> Instructions
a) Please summarize the text about a planned conversation in two sentences.
b) From the text about a planned conversation, output the words between "If she wants" and "be in denial.", inclusive.

5 and 6 can be deleted. She'll fly off the handle right after 4.
If she wants to deny A again. I'll just stop her and say that while she is free to tell me whatever she wants, I have to believe what I see. I really don't want to confront her on A on the basis of proof. I could ask her 10 questions on her specific whereabouts over the last week that she would have to lie about, but again without proof I'm willing to present she'd be in denial.
Is this just R talk and therefore a bad idea? Some of it is just stating boundaries and facts that may not be clear. I don't think I've been judgemental in anything above. I don't think I'm being controlling. Nowhere do I tell her to do anything. I hope it leaves her with the sense that the ball is in her court, and that doing nothing is still making a decision. There is no ultimatum in here, and no deadline. Do I expect it to make her change anything? No. Hope to clarify that either actively or passively, choices are being made.
Again, nobody has ever said D. We are in this limbo. W was with OM again yesterday. Afterward she told a friend that she thinks OM wants to get caught. (to end A? to end his M to be with my W? who knows) Then she said she feels guilty, she wondered if her life with me was really that bad. I want to encourage that kind of thinking and I don't want to screw up.
Hoping Starsky will weigh in - is this just me overthinking again, looking for magic words? Some of this just hasn't been said and doesn't seem to be clear to her.
Or am I better off to just STFU and have her incorrectly assume whatever she wants.

> Data listing
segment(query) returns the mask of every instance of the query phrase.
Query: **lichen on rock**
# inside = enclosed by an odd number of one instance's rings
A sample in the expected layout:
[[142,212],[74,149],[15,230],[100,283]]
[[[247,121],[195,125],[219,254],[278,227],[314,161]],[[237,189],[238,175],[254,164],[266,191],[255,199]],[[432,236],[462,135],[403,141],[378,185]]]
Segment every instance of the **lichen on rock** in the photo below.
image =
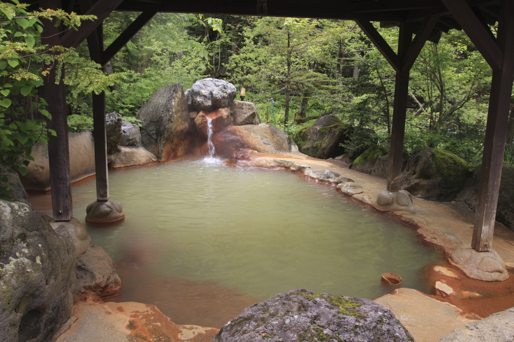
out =
[[389,309],[369,299],[293,290],[245,309],[213,342],[414,342]]

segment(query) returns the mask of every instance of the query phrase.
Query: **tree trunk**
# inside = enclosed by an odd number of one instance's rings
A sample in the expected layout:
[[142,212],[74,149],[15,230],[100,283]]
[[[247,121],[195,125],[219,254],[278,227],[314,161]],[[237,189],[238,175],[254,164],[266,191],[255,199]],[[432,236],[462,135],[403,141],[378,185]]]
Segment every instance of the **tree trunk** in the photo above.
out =
[[507,126],[507,139],[505,139],[505,143],[511,144],[514,144],[514,107],[510,110],[510,115],[509,116],[509,123]]

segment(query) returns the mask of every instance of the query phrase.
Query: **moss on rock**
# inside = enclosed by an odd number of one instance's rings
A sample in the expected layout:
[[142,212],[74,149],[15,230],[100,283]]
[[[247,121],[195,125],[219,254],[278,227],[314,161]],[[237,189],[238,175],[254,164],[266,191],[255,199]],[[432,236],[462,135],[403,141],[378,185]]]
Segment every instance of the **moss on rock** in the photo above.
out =
[[364,151],[359,157],[357,157],[355,160],[354,161],[353,163],[362,164],[362,163],[365,163],[370,159],[375,159],[378,158],[380,156],[384,156],[389,153],[389,151],[382,146],[374,145]]

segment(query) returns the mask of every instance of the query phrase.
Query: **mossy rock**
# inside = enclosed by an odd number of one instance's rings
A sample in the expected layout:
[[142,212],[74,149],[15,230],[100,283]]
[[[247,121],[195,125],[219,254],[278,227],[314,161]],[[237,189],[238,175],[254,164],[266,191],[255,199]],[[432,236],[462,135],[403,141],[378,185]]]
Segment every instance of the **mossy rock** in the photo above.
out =
[[382,146],[375,145],[371,146],[361,155],[357,157],[354,161],[354,164],[362,164],[365,163],[368,160],[376,159],[380,156],[385,156],[389,153],[387,149]]
[[469,165],[458,156],[444,150],[424,148],[409,157],[400,187],[419,198],[452,201],[470,173]]
[[322,159],[334,158],[344,153],[340,146],[348,139],[349,126],[337,117],[326,115],[295,135],[300,151]]

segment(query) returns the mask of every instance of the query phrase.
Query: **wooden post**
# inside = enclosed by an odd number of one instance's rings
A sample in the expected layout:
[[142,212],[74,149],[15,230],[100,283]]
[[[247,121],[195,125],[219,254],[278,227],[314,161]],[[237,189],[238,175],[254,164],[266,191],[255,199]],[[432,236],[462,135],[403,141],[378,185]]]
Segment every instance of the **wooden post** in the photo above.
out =
[[479,252],[490,251],[492,244],[514,75],[513,42],[514,1],[502,0],[496,43],[503,55],[501,69],[492,73],[478,205],[471,242],[471,246]]
[[[412,30],[410,25],[403,23],[400,25],[398,41],[398,57],[402,61],[412,42]],[[389,153],[389,172],[387,180],[387,189],[389,191],[398,191],[400,189],[410,72],[410,68],[406,71],[400,70],[396,72],[393,108],[393,125],[391,127],[391,150]]]
[[[42,0],[41,4],[45,8],[51,9],[60,8],[61,5],[60,0]],[[51,46],[59,39],[60,29],[56,27],[50,21],[44,21],[44,24],[42,43]],[[68,146],[66,90],[62,80],[60,81],[59,84],[56,84],[55,69],[52,68],[44,78],[45,99],[48,104],[48,111],[52,115],[52,119],[47,122],[47,127],[54,130],[57,134],[57,137],[48,134],[52,211],[53,219],[56,221],[67,221],[73,216],[73,206]]]
[[[87,47],[91,59],[102,62],[103,30],[102,24],[87,37]],[[96,172],[97,200],[109,199],[109,177],[107,165],[107,134],[105,124],[105,93],[93,94],[93,135],[95,137],[95,168]]]

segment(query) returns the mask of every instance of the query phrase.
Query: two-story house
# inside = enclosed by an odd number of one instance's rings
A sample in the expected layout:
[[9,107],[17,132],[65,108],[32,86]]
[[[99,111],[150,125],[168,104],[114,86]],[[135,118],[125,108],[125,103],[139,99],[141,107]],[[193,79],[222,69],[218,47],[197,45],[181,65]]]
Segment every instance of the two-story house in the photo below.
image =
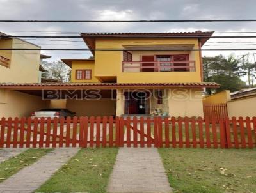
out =
[[203,82],[201,52],[193,50],[212,33],[81,33],[94,59],[62,59],[71,82],[116,93],[98,102],[68,100],[67,107],[81,115],[203,116],[203,89],[218,86]]
[[0,89],[39,96],[42,103],[64,99],[61,107],[77,116],[202,116],[204,89],[219,86],[203,82],[198,50],[212,33],[81,33],[93,58],[62,59],[71,82]]

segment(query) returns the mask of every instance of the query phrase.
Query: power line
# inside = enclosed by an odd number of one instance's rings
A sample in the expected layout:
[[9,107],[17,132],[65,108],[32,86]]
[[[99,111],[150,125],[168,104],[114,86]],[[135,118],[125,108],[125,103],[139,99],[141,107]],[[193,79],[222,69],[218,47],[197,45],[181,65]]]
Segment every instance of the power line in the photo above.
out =
[[256,49],[10,49],[1,48],[0,50],[34,50],[34,51],[102,51],[102,52],[122,52],[122,51],[152,51],[152,52],[172,52],[172,51],[255,51]]
[[1,20],[5,23],[148,23],[148,22],[256,22],[256,19],[212,19],[212,20]]
[[[100,36],[100,35],[99,35]],[[11,36],[11,35],[0,35],[0,38],[83,38],[81,36]],[[97,37],[97,36],[94,36]],[[115,38],[115,37],[111,37]],[[131,36],[127,36],[125,35],[122,36],[119,36],[116,37],[118,38],[131,38]],[[136,37],[134,37],[136,38]],[[152,37],[140,37],[140,38],[150,38]],[[256,38],[256,36],[161,36],[156,37],[154,38]]]

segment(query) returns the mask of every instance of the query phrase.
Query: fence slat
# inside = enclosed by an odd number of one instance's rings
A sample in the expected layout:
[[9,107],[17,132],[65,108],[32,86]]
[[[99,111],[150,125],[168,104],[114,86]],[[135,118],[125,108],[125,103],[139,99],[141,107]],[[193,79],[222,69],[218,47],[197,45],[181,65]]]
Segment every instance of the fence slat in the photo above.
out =
[[155,139],[155,148],[158,148],[158,134],[157,134],[157,118],[154,117],[154,138]]
[[44,147],[44,118],[40,118],[40,134],[39,134],[39,148]]
[[24,146],[24,137],[25,132],[25,123],[26,121],[26,118],[22,117],[20,120],[20,148],[23,148]]
[[128,148],[131,147],[131,118],[126,118],[126,141]]
[[96,147],[99,148],[100,146],[100,122],[101,118],[97,116],[96,118]]
[[134,148],[138,147],[138,119],[136,116],[134,116],[132,119],[133,122],[133,146]]
[[94,144],[94,116],[90,118],[90,147],[93,148]]
[[218,148],[218,138],[217,138],[217,128],[216,128],[217,120],[215,117],[213,117],[211,121],[212,121],[213,147],[214,148]]
[[45,147],[50,147],[50,137],[51,137],[51,129],[52,120],[51,118],[47,118],[47,128],[46,128],[46,141]]
[[53,118],[52,148],[56,148],[57,144],[58,121],[57,117]]
[[83,118],[84,121],[83,121],[83,123],[84,123],[84,126],[83,126],[83,147],[84,148],[86,148],[87,146],[88,146],[88,121],[89,121],[89,119],[88,116],[86,116],[84,118]]
[[194,148],[196,148],[197,143],[196,143],[196,120],[195,120],[195,118],[192,118],[191,120],[191,129],[192,129],[193,147]]
[[144,143],[145,130],[144,130],[144,118],[143,116],[140,117],[140,146],[141,148],[144,148],[145,147],[145,143]]
[[241,143],[242,144],[242,148],[245,148],[246,147],[246,144],[245,142],[245,135],[244,135],[244,120],[243,117],[239,117],[239,127],[240,127],[240,138]]
[[176,123],[175,123],[175,118],[172,117],[171,118],[172,123],[172,147],[176,148]]
[[102,118],[102,147],[105,148],[107,146],[107,124],[108,118],[104,116]]
[[184,118],[185,121],[185,139],[186,139],[186,147],[187,148],[190,148],[190,141],[189,141],[189,119],[188,117],[185,117]]
[[200,148],[204,148],[204,133],[203,133],[203,120],[201,117],[198,118],[198,128],[199,128],[199,146]]
[[18,126],[19,126],[19,118],[15,118],[14,126],[13,126],[13,148],[17,148],[17,143],[18,139]]
[[1,119],[0,148],[4,147],[5,125],[6,125],[5,118],[3,117]]
[[182,118],[178,118],[179,147],[183,148]]
[[161,116],[158,118],[158,144],[159,148],[163,148],[163,120]]
[[170,138],[169,138],[169,120],[168,118],[164,118],[164,135],[165,135],[165,147],[170,147]]
[[206,147],[211,148],[211,137],[210,137],[210,120],[208,117],[205,119],[205,136],[206,136]]
[[248,146],[249,148],[253,148],[253,143],[252,142],[252,127],[251,127],[251,121],[249,117],[246,117],[245,118],[246,123],[246,131],[247,131],[247,138],[248,142]]
[[228,148],[232,148],[231,144],[231,132],[230,132],[230,124],[229,122],[229,118],[226,117],[225,118],[225,129],[226,129],[226,140],[227,146]]
[[109,117],[109,147],[113,147],[113,116]]
[[151,118],[150,117],[147,118],[147,146],[148,148],[151,147]]
[[11,137],[12,137],[12,118],[8,118],[7,121],[7,137],[6,137],[6,148],[11,146]]
[[60,118],[60,136],[59,136],[60,148],[62,148],[63,146],[64,121],[65,121],[65,118],[61,117]]
[[30,148],[31,137],[31,118],[29,117],[27,120],[27,136],[26,139],[26,147]]
[[33,121],[33,142],[32,146],[36,148],[37,146],[37,133],[38,129],[38,118],[35,118]]
[[120,117],[120,125],[119,125],[119,147],[124,147],[124,117]]
[[77,121],[79,123],[79,147],[82,148],[83,146],[83,142],[84,142],[84,139],[83,139],[83,132],[84,132],[84,117],[80,116],[78,118]]
[[238,135],[237,135],[237,120],[236,117],[232,118],[232,128],[233,128],[233,136],[234,136],[234,143],[236,148],[239,148],[239,144],[238,142]]
[[76,141],[77,141],[77,120],[78,118],[77,116],[75,116],[73,118],[73,128],[72,128],[72,147],[75,148],[76,147]]
[[220,147],[221,148],[226,148],[226,135],[225,128],[225,122],[223,118],[219,120],[220,123]]
[[71,118],[67,117],[66,120],[66,145],[65,146],[69,148],[70,144],[70,123]]
[[116,121],[115,121],[115,125],[116,125],[116,136],[115,136],[115,146],[116,147],[119,146],[119,138],[120,138],[120,135],[119,135],[119,117],[116,117]]

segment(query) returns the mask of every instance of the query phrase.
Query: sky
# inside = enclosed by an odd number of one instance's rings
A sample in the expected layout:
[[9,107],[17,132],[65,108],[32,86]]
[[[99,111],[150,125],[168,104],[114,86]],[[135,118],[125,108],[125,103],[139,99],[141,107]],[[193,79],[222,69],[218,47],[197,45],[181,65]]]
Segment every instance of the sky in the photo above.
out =
[[[256,19],[255,0],[0,0],[0,20]],[[76,36],[79,35],[81,32],[182,32],[196,30],[215,31],[214,36],[256,35],[256,33],[234,33],[256,32],[256,22],[1,23],[0,25],[0,31],[13,35]],[[223,32],[224,33],[221,33]],[[28,38],[27,40],[41,46],[42,48],[87,48],[81,39],[58,39],[68,41],[53,41],[56,39],[51,39],[51,41],[49,39],[42,40]],[[228,43],[230,42],[233,43]],[[211,39],[203,49],[253,49],[255,45],[256,38]],[[241,55],[246,53],[247,52],[241,51],[204,51],[202,54],[203,56],[212,56],[220,54],[225,56],[233,54],[240,57]],[[48,59],[49,61],[56,61],[60,58],[87,58],[91,56],[90,52],[74,51],[43,51],[42,54],[52,56],[52,58]],[[250,56],[250,60],[254,62],[253,55]]]

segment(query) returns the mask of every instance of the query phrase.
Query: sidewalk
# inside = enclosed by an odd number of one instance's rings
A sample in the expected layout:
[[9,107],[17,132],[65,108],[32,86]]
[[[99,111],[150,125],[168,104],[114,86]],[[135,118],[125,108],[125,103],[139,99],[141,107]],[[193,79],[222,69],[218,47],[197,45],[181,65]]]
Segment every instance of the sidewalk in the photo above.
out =
[[76,155],[79,148],[56,148],[0,183],[0,193],[33,192]]
[[157,149],[120,148],[108,191],[111,193],[172,192]]

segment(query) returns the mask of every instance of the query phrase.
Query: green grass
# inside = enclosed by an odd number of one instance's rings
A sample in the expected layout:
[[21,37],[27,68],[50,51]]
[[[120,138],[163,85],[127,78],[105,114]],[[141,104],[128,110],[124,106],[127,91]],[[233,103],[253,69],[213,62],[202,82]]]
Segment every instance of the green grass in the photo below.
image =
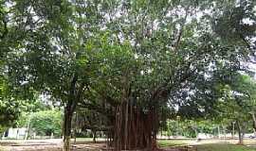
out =
[[247,147],[234,144],[202,144],[197,151],[256,151],[256,147]]
[[168,146],[176,146],[176,145],[186,145],[187,141],[184,140],[159,140],[157,143],[160,147],[168,147]]

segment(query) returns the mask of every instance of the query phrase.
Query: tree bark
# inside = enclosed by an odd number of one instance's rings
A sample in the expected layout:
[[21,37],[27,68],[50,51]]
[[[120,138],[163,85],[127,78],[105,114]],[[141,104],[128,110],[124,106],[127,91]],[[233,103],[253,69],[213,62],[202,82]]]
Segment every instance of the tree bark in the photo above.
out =
[[115,150],[146,149],[152,151],[156,149],[158,129],[156,111],[149,109],[147,112],[144,112],[136,106],[128,106],[127,109],[126,103],[122,103],[116,110],[115,127],[112,129]]
[[64,151],[70,151],[70,140],[71,140],[71,125],[72,125],[73,112],[70,107],[64,109]]
[[238,136],[239,136],[239,144],[244,144],[244,136],[242,134],[242,128],[239,121],[236,121],[236,126],[237,126],[237,131],[238,131]]
[[255,113],[251,112],[251,117],[252,117],[252,121],[253,121],[253,129],[254,129],[254,135],[256,136],[256,117],[255,117]]

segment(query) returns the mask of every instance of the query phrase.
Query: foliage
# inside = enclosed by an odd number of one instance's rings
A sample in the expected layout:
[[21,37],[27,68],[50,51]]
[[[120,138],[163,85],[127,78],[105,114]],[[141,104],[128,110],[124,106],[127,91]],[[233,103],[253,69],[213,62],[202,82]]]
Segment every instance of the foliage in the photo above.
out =
[[29,128],[37,135],[61,136],[63,115],[58,110],[43,110],[31,112],[27,116]]

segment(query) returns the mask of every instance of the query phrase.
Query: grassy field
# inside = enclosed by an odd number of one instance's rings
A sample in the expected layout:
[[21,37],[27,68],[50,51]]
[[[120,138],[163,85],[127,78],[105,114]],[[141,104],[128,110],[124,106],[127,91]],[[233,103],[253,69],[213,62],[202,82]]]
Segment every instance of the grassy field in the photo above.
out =
[[208,140],[197,143],[195,140],[160,140],[160,147],[174,147],[182,145],[196,146],[197,151],[256,151],[255,141],[247,141],[250,145],[236,145],[235,141]]
[[201,144],[197,151],[256,151],[255,147],[234,144]]

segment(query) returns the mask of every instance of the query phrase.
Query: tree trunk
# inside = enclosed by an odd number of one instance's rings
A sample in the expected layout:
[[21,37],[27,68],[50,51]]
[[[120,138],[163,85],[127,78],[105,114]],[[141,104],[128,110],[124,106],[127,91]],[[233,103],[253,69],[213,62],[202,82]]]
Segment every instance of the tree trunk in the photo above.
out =
[[237,126],[237,131],[238,131],[238,136],[239,136],[239,144],[244,144],[244,137],[242,134],[242,129],[241,129],[241,125],[239,123],[239,121],[236,121],[236,126]]
[[255,117],[255,113],[251,112],[251,117],[252,117],[252,122],[253,122],[253,129],[254,129],[254,135],[256,136],[256,117]]
[[71,140],[71,125],[72,125],[73,111],[70,107],[64,109],[64,151],[70,151],[70,140]]
[[96,143],[96,130],[93,130],[93,143]]
[[[158,129],[157,113],[154,109],[144,112],[141,109],[122,103],[116,110],[113,145],[115,150],[156,148]],[[125,129],[124,129],[125,128]]]

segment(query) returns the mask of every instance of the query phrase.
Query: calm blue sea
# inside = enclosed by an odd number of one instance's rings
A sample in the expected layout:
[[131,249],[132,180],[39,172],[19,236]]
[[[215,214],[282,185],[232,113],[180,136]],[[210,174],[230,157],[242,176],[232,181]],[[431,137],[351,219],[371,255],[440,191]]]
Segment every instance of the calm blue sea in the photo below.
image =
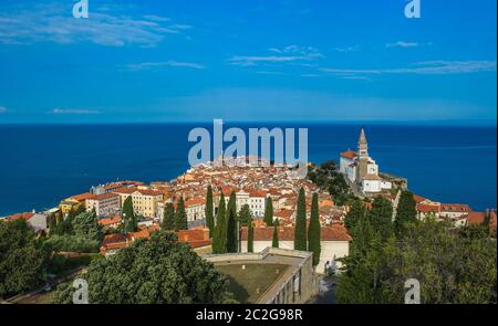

> Replies
a) If she denies A again, the writer plans to stop her and say that what is seen must be believed, and argues that the draft is neither judgmental nor controlling, sets no ultimatum or deadline, and aims to make clear that choices are being made. W was with OM again yesterday and afterward said she felt guilty, and the writer wants to encourage that thinking while wondering whether the draft is overthinking or whether it would be better to stay quiet.

b)
If she wants to deny A again. I'll just stop her and say that while she is free to tell me whatever she wants, I have to believe what I see. I really don't want to confront her on A on the basis of proof. I could ask her 10 questions on her specific whereabouts over the last week that she would have to lie about, but again without proof I'm willing to present she'd be in denial.